TASK DESCRIPTION: According to the page on the Yellow Light of Death, under what conditions does the SYSCON terminate the boot process? List every one.

GIVEN TEXT:
--

Home About Tutorials Components OtherOS Exploits/Issues Models Resources Other

The Yellow Light Of Death (YLOD)

Link

Arguably the biggest and most fatal design flaw with the PS3. Lets break it down.

What is YLOD?

YLOD is an error code, presented in the form of a blinking yellow light, that indicates a general hardware failure.

Why does it happen?

YLOD occurs when a microcontroller called the SYSCON detects an issue during the bootup process. You can think of the SYSCON as the "all seeing eye" of the PS3 and it is responsible for many things, most notably being the main power controller of the PS3. When the console boots up the SYSCON powers on all the components on the motherboard in a predetermined order called the boot order. If the SYSCON cannot power on one of the components on the motherboard or if one of the components are producing malformed signals or one of the components does not have a key the SYSCON recognises. It terminates the boot process and stores the error code in its 32 kilobyte ledger. We see this from the outside as the YLOD

What kind of failures cause the YLOD?

Link

The type of failures that cause YLOD could realistically be nearly any component on the motherboard such as the blu-ray player, the HDD or anything else. However, there are certain components that are much more likely to fail than the others. With the data from PSXPlace The most common point of failure for the PS3 is overwhelmingly a BGA/Bump failure with the RSX, followed by a failure of the NEC/TOKIN filter capacitors and then failures of certain SMT components such as fuses and other capacitors

What do you mean by a BGA/Bump Failure?

--

SOURCE EXCERPT:
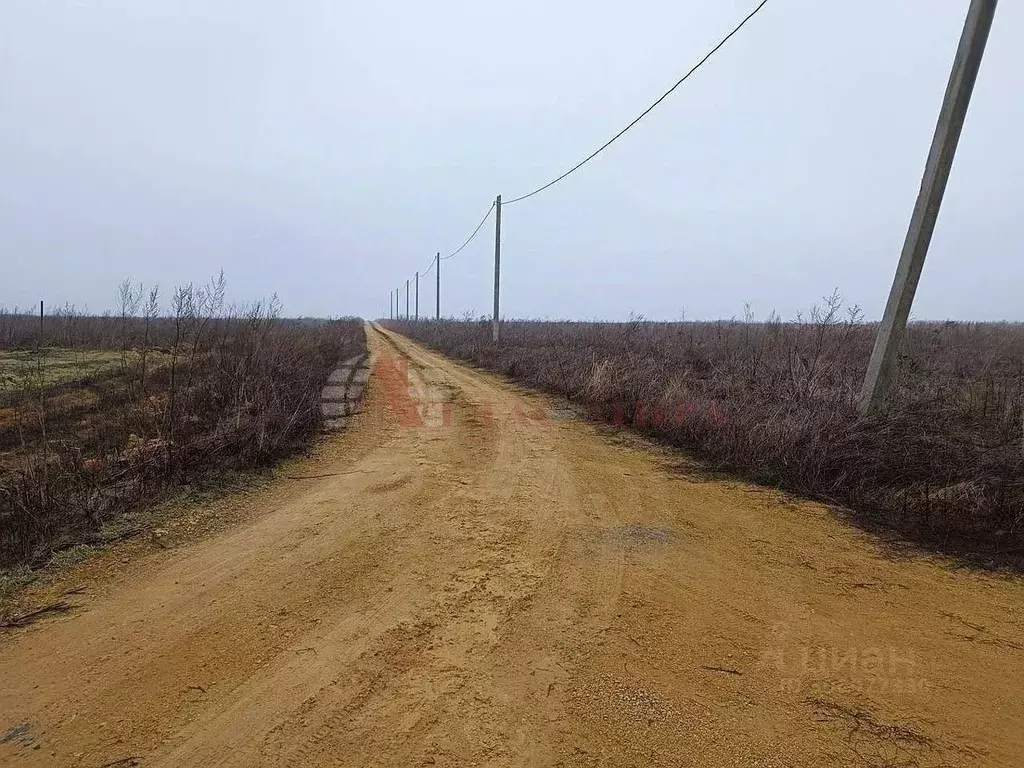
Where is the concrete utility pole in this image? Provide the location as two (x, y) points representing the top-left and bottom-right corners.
(857, 0), (997, 414)
(490, 195), (502, 341)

--

WRITTEN SOLUTION:
- It cannot power on one of the components on the motherboard.
- One of the components is producing malformed signals.
- One of the components does not have a key the SYSCON recognizes.